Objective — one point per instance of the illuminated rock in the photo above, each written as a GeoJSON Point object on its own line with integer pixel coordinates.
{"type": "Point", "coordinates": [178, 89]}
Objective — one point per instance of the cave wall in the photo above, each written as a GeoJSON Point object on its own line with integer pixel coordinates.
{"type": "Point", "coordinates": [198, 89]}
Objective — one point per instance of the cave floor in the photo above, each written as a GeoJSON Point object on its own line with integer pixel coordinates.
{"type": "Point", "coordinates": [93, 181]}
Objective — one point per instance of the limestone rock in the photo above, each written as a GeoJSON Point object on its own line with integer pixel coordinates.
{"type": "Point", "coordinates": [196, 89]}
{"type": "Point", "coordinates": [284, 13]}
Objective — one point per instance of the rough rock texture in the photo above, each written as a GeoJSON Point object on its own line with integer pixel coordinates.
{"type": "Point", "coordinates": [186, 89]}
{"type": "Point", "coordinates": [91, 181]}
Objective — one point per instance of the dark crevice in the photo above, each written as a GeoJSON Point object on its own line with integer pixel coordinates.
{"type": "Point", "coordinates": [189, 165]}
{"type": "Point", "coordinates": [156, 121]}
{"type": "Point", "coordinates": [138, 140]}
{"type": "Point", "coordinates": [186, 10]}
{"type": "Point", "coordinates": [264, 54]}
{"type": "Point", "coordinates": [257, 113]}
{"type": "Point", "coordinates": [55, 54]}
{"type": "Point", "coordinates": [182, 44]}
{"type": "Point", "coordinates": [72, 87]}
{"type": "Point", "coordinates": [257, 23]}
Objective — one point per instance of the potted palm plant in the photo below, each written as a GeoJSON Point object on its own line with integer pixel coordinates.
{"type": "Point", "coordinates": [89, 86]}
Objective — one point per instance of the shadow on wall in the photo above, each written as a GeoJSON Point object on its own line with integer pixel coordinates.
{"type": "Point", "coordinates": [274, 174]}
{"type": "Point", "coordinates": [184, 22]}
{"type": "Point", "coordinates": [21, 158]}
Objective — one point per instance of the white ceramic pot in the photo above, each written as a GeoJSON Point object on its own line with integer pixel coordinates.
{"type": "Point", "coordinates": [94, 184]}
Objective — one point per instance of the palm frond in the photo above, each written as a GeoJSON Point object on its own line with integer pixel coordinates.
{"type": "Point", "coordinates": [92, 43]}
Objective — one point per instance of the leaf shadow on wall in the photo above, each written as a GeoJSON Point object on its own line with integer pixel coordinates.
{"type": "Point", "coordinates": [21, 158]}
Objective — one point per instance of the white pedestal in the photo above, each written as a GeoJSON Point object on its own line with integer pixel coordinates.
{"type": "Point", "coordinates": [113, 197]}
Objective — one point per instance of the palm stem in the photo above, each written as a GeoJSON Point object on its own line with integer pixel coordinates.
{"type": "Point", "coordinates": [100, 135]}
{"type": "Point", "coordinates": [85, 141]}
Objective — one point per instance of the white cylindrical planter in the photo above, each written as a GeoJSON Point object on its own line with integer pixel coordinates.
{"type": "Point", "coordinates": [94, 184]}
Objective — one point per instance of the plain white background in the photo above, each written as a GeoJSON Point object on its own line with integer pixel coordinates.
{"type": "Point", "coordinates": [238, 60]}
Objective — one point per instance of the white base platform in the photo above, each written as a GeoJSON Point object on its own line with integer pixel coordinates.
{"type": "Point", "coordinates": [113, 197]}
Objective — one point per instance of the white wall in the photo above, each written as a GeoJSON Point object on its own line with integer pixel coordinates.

■ STATED PROBLEM
Reproduce the stretch from the line containing "Objective — one point per instance of the plain" through the end of the items, requests included. Multiply every point coordinate in the answers by 1.5 and round to whole numbers, with halves rounded up.

■ SOLUTION TO THIS TASK
Objective — one point per instance of the plain white background in the photo above, each written as a GeoJSON Point object on its own line with integer pixel coordinates.
{"type": "Point", "coordinates": [357, 90]}
Objective — one point per instance of the white base platform in the photo above, each written as a GeoJSON Point object on its own line with integer pixel coordinates.
{"type": "Point", "coordinates": [170, 296]}
Objective — one point per instance of the white wall in the photo above, each written as a GeoJSON Point object on its own line with integer pixel coordinates.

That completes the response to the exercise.